-- Instructions for the task --
In the records that follow, find each line containing "instance" and copy it.

-- Supplied records --

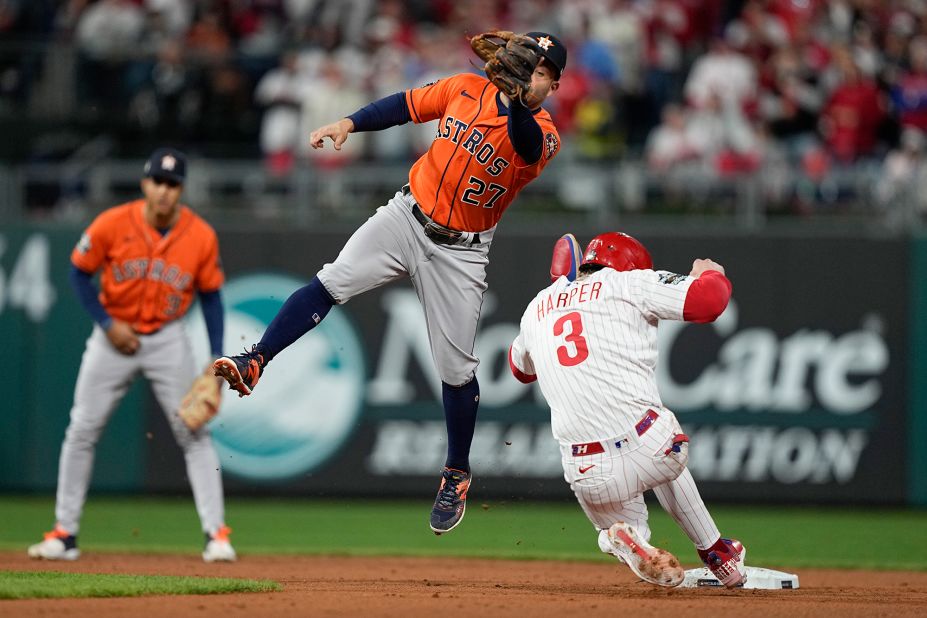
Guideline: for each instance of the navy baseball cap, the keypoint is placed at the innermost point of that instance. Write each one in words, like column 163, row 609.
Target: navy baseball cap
column 552, row 49
column 167, row 163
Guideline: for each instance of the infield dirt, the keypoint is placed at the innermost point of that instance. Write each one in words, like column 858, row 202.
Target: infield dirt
column 410, row 587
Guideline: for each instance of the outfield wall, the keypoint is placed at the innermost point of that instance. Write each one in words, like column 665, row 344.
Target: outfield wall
column 801, row 391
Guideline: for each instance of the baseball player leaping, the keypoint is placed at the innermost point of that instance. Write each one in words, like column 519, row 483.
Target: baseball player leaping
column 437, row 230
column 153, row 255
column 592, row 346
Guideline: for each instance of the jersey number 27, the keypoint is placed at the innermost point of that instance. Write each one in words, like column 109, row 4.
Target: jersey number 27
column 576, row 350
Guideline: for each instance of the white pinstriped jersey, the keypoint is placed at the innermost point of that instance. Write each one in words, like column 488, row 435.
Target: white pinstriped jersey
column 593, row 345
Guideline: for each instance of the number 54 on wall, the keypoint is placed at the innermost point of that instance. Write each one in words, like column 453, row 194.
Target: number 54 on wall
column 28, row 286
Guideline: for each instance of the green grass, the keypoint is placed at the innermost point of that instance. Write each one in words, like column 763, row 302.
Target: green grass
column 775, row 536
column 54, row 584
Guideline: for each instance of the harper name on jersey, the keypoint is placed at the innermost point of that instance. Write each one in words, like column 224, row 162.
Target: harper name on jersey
column 577, row 294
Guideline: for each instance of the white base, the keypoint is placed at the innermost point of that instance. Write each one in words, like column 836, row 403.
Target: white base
column 757, row 579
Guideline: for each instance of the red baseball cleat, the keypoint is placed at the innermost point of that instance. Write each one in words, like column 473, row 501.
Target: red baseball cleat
column 725, row 559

-- Exercise answer --
Guideline: for each instance of the navy baseball cap, the keypoint is placed at the innermost point of that instance. Write each one in words, like column 163, row 609.
Guideline: for each instance of the infield dirt, the keypoint is placed at the innermost point of that instance. Write each one in words, like column 858, row 202.
Guideline: for each instance of the outfield wall, the keypoint is placed at the innermost point of that instance. Write each one in words, like column 665, row 344.
Guideline: for each instance of the baseball player leaping, the keypoint is placed at the innermost point of that instance. Write each one in words, like column 519, row 483.
Guideline: for each instance of the jersey number 27, the keypoint is placed at the innermost point of that instance. Write each one in words, like column 109, row 4.
Guideline: for each instance of the white pinstriped jersey, the keypoint is placed at the innermost point of that instance. Write each one in words, like column 488, row 435.
Guideline: for each instance of the number 54 on wall, the keypoint is placed at the innermost point of that instance. Write each one in words, like column 453, row 194.
Guideline: for each instance of the green grass, the keypoint is placed at the innermost point of that instance. Write each one in words, like column 763, row 302.
Guideline: for each instance of the harper name on jersey, the keypoint is placed at the innermost point of that instance. Write each one in words, like column 224, row 162.
Guideline: for each instance of the white base, the keypoint is placed at the innermost point of that instance. Write each one in words, like column 836, row 403.
Guideline: for each instance of the red baseball cleat, the keypoint is placed at the innermost point of that instance. Write each one in words, like column 473, row 501.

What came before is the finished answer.